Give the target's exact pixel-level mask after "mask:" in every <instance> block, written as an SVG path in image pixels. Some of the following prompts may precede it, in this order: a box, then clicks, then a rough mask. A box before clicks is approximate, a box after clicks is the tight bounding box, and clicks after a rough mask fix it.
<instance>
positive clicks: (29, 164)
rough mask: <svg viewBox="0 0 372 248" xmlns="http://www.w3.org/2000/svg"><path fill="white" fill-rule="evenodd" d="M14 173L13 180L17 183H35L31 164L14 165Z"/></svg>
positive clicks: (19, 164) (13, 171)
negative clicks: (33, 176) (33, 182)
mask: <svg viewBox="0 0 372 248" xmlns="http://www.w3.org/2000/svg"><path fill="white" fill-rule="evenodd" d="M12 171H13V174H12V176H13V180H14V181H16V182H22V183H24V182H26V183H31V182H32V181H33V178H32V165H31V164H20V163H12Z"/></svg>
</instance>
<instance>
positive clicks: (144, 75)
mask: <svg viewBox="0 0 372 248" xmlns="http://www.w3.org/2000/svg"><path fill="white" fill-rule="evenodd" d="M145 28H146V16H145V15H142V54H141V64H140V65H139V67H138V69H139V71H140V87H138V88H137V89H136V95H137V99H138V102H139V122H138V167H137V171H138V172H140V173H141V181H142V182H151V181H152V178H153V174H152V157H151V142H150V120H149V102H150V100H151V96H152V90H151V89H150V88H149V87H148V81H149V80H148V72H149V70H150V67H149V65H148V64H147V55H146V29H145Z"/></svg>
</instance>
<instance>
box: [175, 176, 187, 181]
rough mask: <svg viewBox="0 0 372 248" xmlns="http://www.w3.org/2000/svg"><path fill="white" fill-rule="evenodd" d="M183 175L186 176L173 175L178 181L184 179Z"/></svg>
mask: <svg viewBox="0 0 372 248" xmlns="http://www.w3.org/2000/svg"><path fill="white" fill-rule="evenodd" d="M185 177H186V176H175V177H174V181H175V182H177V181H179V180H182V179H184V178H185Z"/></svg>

+-------+

▶ Directions for this task: Quote exactly and only the lines from the one holding "175L186 176L173 175L178" through the end of the data.

▶ Output:
rough mask: <svg viewBox="0 0 372 248" xmlns="http://www.w3.org/2000/svg"><path fill="white" fill-rule="evenodd" d="M183 175L186 176L173 175L178 181L184 179Z"/></svg>
mask: <svg viewBox="0 0 372 248" xmlns="http://www.w3.org/2000/svg"><path fill="white" fill-rule="evenodd" d="M185 177H186V176H175V177H174V181H175V182H177V181H179V180H182V179H184V178H185Z"/></svg>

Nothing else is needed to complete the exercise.